--- Source ---

-- Begin --

Exploring the History of Freedom Schools

Two girls look out the window of a “Freedom School.” © Ken Thompson, United Methodist Board of Global Ministries

Education should enable children to possess their own lives instead of living at the mercy of others. — Charles Cobb Jr.

The Freedom Schools of the 1960s were part of a long line of efforts to liberate people from oppression using the tool of popular education, including secret schools in the 18th and 19th centuries for enslaved Africans; labor schools during the early 20th century; and the Citizenship Schools formed by Septima Clark and others in the 1950s.

The Freedom Schools of the 1960s were first developed by the Student Nonviolent Coordinating Committee (SNCC) during the 1964 Freedom Summer in Mississippi. They were intended to counter what Charles Cobb refers to as the “sharecropper education” received by so many African Americans and poor whites. Through reading, writing, arithmetic, history, and civics, participants received a progressive curriculum during a six-week summer program that was designed to prepare disenfranchised African Americans to become active politi­cal actors on their own behalf (as voters, elected officials, organizers, etc.). Nearly 40 Freedom Schools were established serving close to 2,500 students, including parents and grandparents.

-- End --

Can you reproduce the Freedom Schools text above word for word, from start to finish?

--- Dataset extract ---
-- Begin --

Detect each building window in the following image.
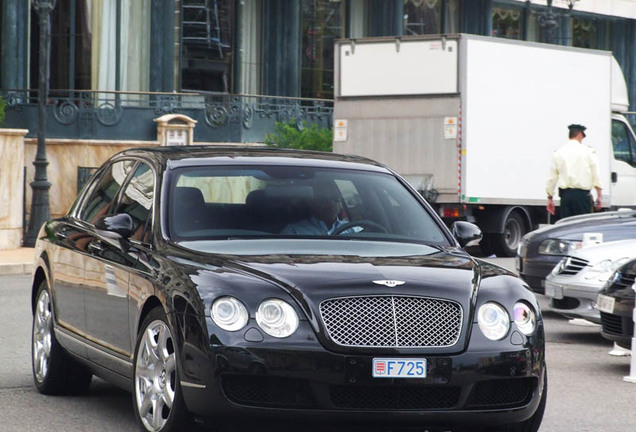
[492,7,524,39]
[29,0,150,93]
[404,0,443,35]
[301,0,344,99]
[572,18,600,48]
[181,0,236,93]
[29,0,92,90]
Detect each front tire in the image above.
[133,308,189,432]
[31,282,92,395]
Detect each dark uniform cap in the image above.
[568,124,587,136]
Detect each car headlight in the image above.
[513,302,537,336]
[210,296,249,331]
[538,239,582,255]
[477,303,510,340]
[585,257,630,282]
[256,299,298,338]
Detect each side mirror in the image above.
[95,213,135,240]
[452,221,483,247]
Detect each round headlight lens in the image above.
[210,296,249,331]
[477,303,510,340]
[256,299,298,338]
[513,302,537,336]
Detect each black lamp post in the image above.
[24,0,57,247]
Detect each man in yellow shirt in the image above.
[545,124,603,218]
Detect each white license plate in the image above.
[545,282,563,300]
[596,294,616,313]
[373,358,426,378]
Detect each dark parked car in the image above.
[32,147,547,432]
[596,259,636,349]
[516,210,636,294]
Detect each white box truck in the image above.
[334,34,636,256]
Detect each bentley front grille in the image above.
[320,296,462,348]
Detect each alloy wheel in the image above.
[135,320,177,431]
[32,290,53,382]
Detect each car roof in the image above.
[115,145,390,172]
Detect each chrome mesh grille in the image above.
[320,296,462,348]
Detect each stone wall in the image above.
[0,129,28,249]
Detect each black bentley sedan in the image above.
[32,146,547,432]
[596,260,636,349]
[516,210,636,294]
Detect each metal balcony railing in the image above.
[0,89,333,142]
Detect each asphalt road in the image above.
[0,266,636,432]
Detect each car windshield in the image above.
[166,166,450,246]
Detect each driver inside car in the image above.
[281,180,362,236]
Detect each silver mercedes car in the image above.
[545,239,636,324]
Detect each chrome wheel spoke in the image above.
[135,320,176,431]
[32,291,53,382]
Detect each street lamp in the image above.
[24,0,57,247]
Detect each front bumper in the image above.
[182,324,545,427]
[516,255,563,294]
[545,277,602,324]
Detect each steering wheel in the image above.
[331,219,388,235]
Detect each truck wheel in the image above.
[492,213,526,257]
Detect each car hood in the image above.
[570,239,636,264]
[173,240,516,351]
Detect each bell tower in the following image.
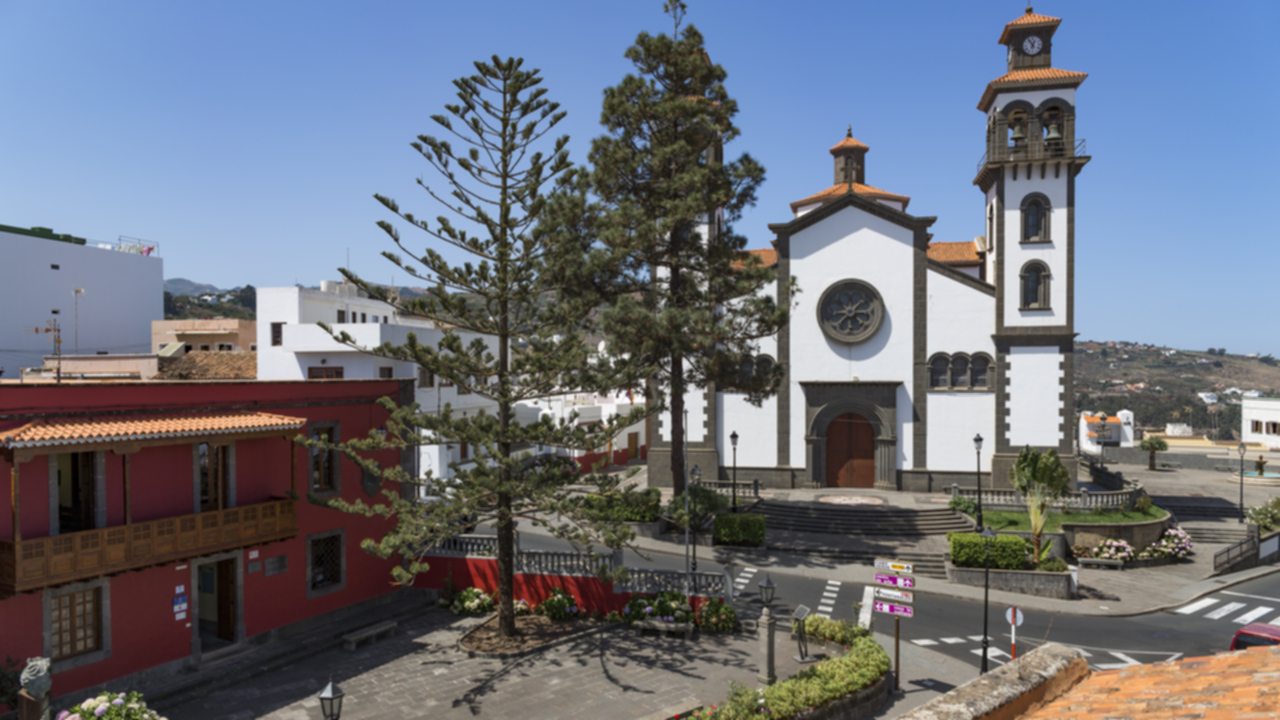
[974,6,1089,487]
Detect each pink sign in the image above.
[876,601,915,618]
[876,573,915,589]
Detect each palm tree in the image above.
[1138,437,1169,470]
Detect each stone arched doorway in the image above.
[826,413,876,488]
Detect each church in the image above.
[649,8,1089,492]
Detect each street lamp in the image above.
[973,434,982,528]
[978,520,996,675]
[728,430,737,512]
[320,680,347,720]
[1235,442,1244,523]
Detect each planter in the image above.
[1062,515,1172,551]
[946,560,1075,600]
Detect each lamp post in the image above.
[978,520,996,675]
[1235,442,1244,523]
[320,680,347,720]
[973,434,983,528]
[728,430,737,512]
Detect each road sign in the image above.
[876,557,915,575]
[876,588,915,602]
[876,573,915,589]
[874,600,915,618]
[1005,607,1023,628]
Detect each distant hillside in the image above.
[1075,341,1280,439]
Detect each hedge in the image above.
[712,512,764,547]
[947,533,1029,570]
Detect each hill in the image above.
[1075,341,1280,439]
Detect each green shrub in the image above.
[581,488,662,523]
[947,533,1030,570]
[947,495,978,518]
[1039,557,1066,573]
[535,588,585,620]
[692,637,890,720]
[712,512,764,547]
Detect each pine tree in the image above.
[578,0,792,493]
[308,56,644,635]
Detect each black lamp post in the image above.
[320,680,347,720]
[973,434,983,528]
[1235,442,1244,523]
[728,430,737,512]
[978,520,996,675]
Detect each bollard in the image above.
[756,607,778,685]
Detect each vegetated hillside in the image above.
[1075,341,1280,441]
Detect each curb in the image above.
[456,620,622,660]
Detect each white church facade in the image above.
[649,9,1089,492]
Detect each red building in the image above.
[0,380,413,697]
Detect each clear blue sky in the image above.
[0,0,1280,355]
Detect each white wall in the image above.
[0,225,164,368]
[1007,347,1065,450]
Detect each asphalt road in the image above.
[509,534,1280,670]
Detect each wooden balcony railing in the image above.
[0,500,298,597]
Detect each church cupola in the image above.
[831,126,870,184]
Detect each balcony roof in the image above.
[0,411,306,455]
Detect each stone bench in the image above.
[342,620,396,650]
[1079,557,1124,570]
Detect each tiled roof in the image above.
[1000,6,1062,45]
[791,182,911,213]
[733,247,778,268]
[1021,641,1280,720]
[929,241,982,265]
[0,410,306,448]
[156,352,257,380]
[978,68,1089,113]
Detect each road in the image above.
[509,530,1280,670]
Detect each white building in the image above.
[649,13,1089,491]
[1240,397,1280,450]
[0,225,164,368]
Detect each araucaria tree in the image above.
[573,0,790,493]
[311,56,646,635]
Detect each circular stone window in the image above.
[818,281,884,343]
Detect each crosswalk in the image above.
[1174,593,1280,625]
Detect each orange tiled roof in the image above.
[156,351,257,380]
[733,247,778,269]
[0,410,306,448]
[978,68,1089,113]
[1000,6,1062,45]
[1023,646,1280,720]
[929,241,982,265]
[791,182,911,213]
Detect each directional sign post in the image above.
[1005,606,1023,660]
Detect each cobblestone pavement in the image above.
[166,610,796,720]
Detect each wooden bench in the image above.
[342,620,396,650]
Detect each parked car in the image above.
[1231,623,1280,650]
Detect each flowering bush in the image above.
[1138,528,1192,560]
[56,693,165,720]
[694,597,737,633]
[538,588,585,620]
[622,591,694,625]
[449,588,494,615]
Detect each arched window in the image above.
[1023,192,1050,242]
[1021,260,1050,310]
[929,355,951,387]
[969,355,991,389]
[951,355,969,388]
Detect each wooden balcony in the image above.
[0,500,298,597]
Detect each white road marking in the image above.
[1204,602,1244,620]
[1231,605,1275,625]
[1175,597,1217,615]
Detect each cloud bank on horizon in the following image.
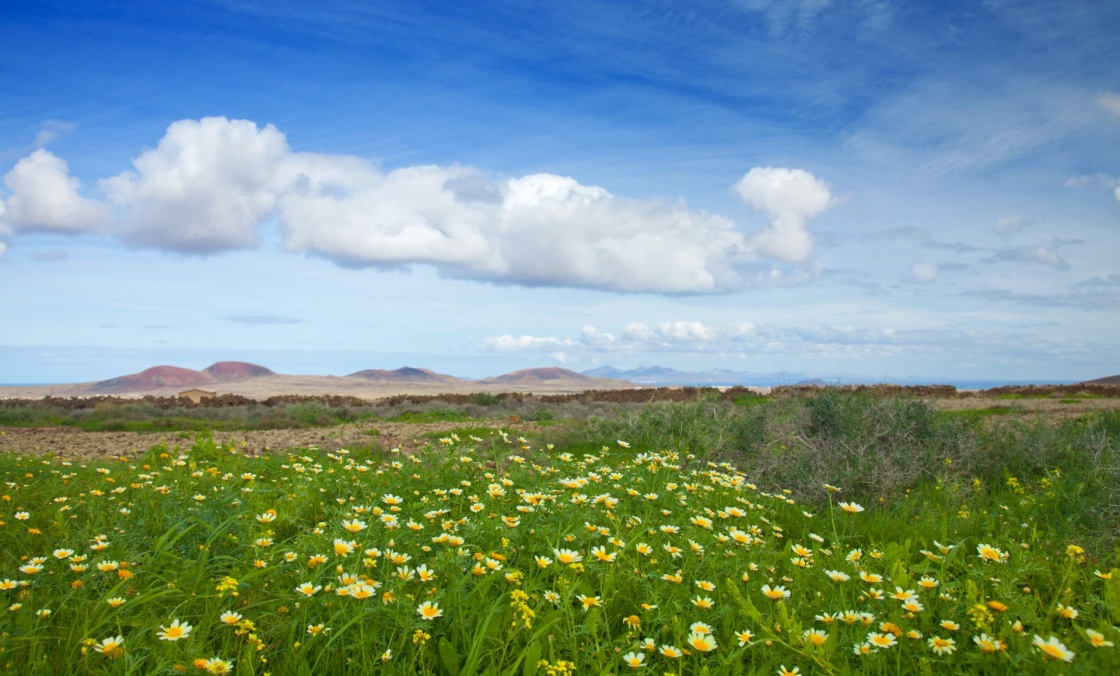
[0,0,1120,382]
[0,118,832,293]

-- End --

--- Response to the exercise ---
Exploring the History of Freedom Schools

Two girls look out the window of a “Freedom School.” © Ken Thompson, United Methodist Board of Global Ministries

Education should enable children to possess their own lives instead of living at the mercy of others. — Charles Cobb Jr.

The Freedom Schools of the 1960s were part of a long line of efforts to liberate people from oppression using the tool of popular education, including secret schools in the 18th and 19th centuries for enslaved Africans; labor schools during the early 20th century; and the Citizenship Schools formed by Septima Clark and others in the 1950s.

The Freedom Schools of the 1960s were first developed by the Student Nonviolent Coordinating Committee (SNCC) during the 1964 Freedom Summer in Mississippi. They were intended to counter what Charles Cobb refers to as the “sharecropper education” received by so many African Americans and poor whites. Through reading, writing, arithmetic, history, and civics, participants received a progressive curriculum during a six-week summer program that was designed to prepare disenfranchised African Americans to become active politi­cal actors on their own behalf (as voters, elected officials, organizers, etc.). Nearly 40 Freedom Schools were established serving close to 2,500 students, including parents and grandparents.